Work task » Each record should be copied exactly, and none of them omitted.

Data shown »

+ + +

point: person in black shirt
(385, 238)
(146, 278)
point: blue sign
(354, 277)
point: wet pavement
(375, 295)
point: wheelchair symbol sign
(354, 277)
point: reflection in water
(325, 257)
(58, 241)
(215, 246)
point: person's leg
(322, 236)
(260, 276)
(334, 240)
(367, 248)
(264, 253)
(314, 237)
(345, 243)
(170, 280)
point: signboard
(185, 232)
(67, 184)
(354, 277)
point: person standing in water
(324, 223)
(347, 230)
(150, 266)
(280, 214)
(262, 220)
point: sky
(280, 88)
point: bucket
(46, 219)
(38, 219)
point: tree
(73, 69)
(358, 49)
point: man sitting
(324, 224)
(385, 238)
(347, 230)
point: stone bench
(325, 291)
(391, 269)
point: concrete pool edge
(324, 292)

+ + +

Solution »
point: person in black shirt
(385, 238)
(146, 278)
point: blue sign
(354, 277)
point: wet pavement
(375, 295)
point: wheelchair symbol sign
(354, 277)
point: reflection in water
(325, 257)
(58, 241)
(215, 246)
point: person's leg
(322, 236)
(260, 276)
(334, 240)
(367, 248)
(264, 253)
(314, 237)
(345, 243)
(170, 280)
point: signboard
(185, 232)
(67, 184)
(354, 277)
point: person standing in water
(324, 223)
(347, 230)
(150, 266)
(280, 214)
(262, 220)
point: sky
(280, 88)
point: bucket
(46, 219)
(38, 219)
point: tree
(73, 69)
(358, 49)
point: man sitting
(324, 224)
(385, 238)
(347, 230)
point: stone bench
(325, 291)
(391, 269)
point: concrete pool edge
(324, 292)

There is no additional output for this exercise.